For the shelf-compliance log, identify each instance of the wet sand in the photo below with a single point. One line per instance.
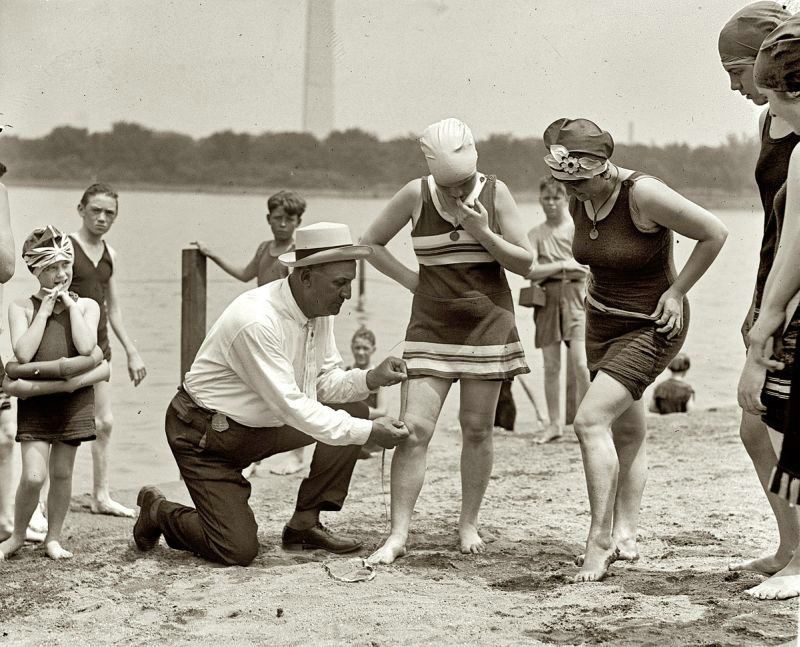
(702, 506)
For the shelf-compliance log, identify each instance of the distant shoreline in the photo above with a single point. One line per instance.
(710, 198)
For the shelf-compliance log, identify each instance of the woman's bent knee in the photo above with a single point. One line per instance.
(103, 425)
(587, 429)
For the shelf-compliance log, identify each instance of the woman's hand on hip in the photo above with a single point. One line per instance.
(761, 338)
(669, 313)
(751, 383)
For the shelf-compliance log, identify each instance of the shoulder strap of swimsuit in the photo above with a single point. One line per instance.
(767, 122)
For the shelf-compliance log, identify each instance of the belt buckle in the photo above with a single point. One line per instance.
(219, 422)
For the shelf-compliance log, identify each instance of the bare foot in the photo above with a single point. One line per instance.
(550, 434)
(766, 565)
(11, 546)
(392, 549)
(112, 508)
(33, 536)
(595, 564)
(624, 555)
(783, 585)
(38, 522)
(471, 542)
(54, 550)
(290, 464)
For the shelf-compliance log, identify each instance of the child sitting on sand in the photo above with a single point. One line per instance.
(674, 395)
(284, 212)
(362, 345)
(46, 329)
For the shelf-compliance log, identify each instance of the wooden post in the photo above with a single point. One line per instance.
(193, 306)
(571, 396)
(362, 273)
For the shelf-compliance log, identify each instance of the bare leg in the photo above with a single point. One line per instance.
(576, 355)
(62, 460)
(757, 441)
(629, 431)
(782, 585)
(34, 470)
(291, 462)
(102, 503)
(477, 455)
(6, 465)
(604, 402)
(552, 392)
(422, 402)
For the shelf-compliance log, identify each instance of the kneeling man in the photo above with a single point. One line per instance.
(257, 388)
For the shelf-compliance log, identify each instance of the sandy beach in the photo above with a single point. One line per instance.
(702, 506)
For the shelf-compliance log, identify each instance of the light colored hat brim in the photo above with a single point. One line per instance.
(349, 253)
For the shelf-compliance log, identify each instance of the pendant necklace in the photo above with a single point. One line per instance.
(594, 234)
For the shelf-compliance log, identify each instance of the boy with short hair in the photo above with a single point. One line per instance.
(284, 213)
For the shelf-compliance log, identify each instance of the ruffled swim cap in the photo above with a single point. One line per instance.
(450, 152)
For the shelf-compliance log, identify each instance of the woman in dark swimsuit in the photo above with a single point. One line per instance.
(739, 41)
(636, 318)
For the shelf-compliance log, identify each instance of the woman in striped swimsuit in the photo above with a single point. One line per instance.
(465, 230)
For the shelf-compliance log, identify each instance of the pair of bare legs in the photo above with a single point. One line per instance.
(39, 459)
(101, 502)
(611, 430)
(576, 357)
(782, 567)
(422, 400)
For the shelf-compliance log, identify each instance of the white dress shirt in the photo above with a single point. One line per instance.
(265, 364)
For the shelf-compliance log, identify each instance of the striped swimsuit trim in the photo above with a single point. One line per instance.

-----

▶ [YOUR TASK]
Apart from the pictures, the material above has to be repeated exactly.

▶ [WRITTEN REPLY]
For the shelf-compliance log, identify each instance of the wet sand in the photo below with a single point. One line per instance.
(702, 506)
For the shelf-compliance log, identify each instance of the distant shoreline in the photo above with a single point. One line per instance.
(710, 198)
For the shelf-compliance log, identify each instance of the woman's bent knee in the photo above with a single point. One line per instance.
(103, 425)
(587, 429)
For the shelf-compliance log, identify each instance of the woman's hand on hip in the photo above with a single point. One line per instance.
(761, 338)
(669, 313)
(751, 383)
For the shelf-compliance log, identify each instance of the shoulder strap of swimsuit in the photo above with a single point. One line per instance.
(767, 122)
For the shelf-compliance log, identify each instance of the belt buckle in the photo above with a single point. One line per instance.
(219, 422)
For the shelf-compliance log, identify each instance of the bare foot in the photo above with a single point. One line per instance.
(550, 434)
(766, 565)
(11, 546)
(392, 549)
(112, 508)
(33, 536)
(595, 564)
(624, 555)
(783, 585)
(38, 522)
(471, 542)
(54, 550)
(290, 464)
For the shelf-compliance log, identify each instance of the child sitting on sand in the photo above with a single point. One line per instance.
(674, 395)
(284, 212)
(362, 345)
(46, 329)
For the shelf-compliance log, identify each instance of the wooden post in the photo above with a single point. One line per instance.
(193, 306)
(571, 396)
(362, 273)
For the shelf-compliance log, identify each instance of the bare leg in the photo above with a single point. One line per instance.
(576, 355)
(62, 460)
(757, 441)
(629, 431)
(782, 585)
(34, 470)
(291, 462)
(102, 503)
(477, 455)
(6, 465)
(604, 402)
(552, 392)
(422, 402)
For the shelf-compliance log, identify each instance of the kneeling man in the photo above with a single point. One line per instance.
(257, 388)
For the shelf-compliance log, identify each instance of the sandy beach in the photo above with a single point. One line per instance.
(702, 506)
For the shelf-compliance log, identify each instance of the light colored hat brim in the photo above with a single point. One line per instance.
(349, 253)
For the shelf-compliance log, identify each instance of the pendant necklace in the photo above with a single point. One line per instance.
(594, 234)
For the shelf-compliance log, identify each instance of the boy with short hair in the photo above with a single point. One line per instance.
(284, 213)
For the shelf-compliance log, identify each instance of the ruffled swim cap in the photo above with a single point. One line per instance.
(450, 152)
For the shelf-compliance log, identify each instance of the woman in dark swimsuit in the photo above with a single point. One line per instance.
(739, 41)
(636, 318)
For the shelf-compliance log, identify each instance of the woman in striped swimsuit in the photo above with a single point. One line per instance.
(465, 230)
For the shelf-compliance log, identify each instance of the pair of bare legs in the photo above with a single point. One line per instance.
(39, 459)
(101, 502)
(611, 430)
(576, 357)
(782, 567)
(422, 400)
For the shelf-compliance log, identify each instance of the white dress shirt in the photo above with a single point. One line per instance.
(265, 364)
For the shelf-compliance log, identify each instance of the striped swimsuit trim in the photo above with a single point. One line per instance.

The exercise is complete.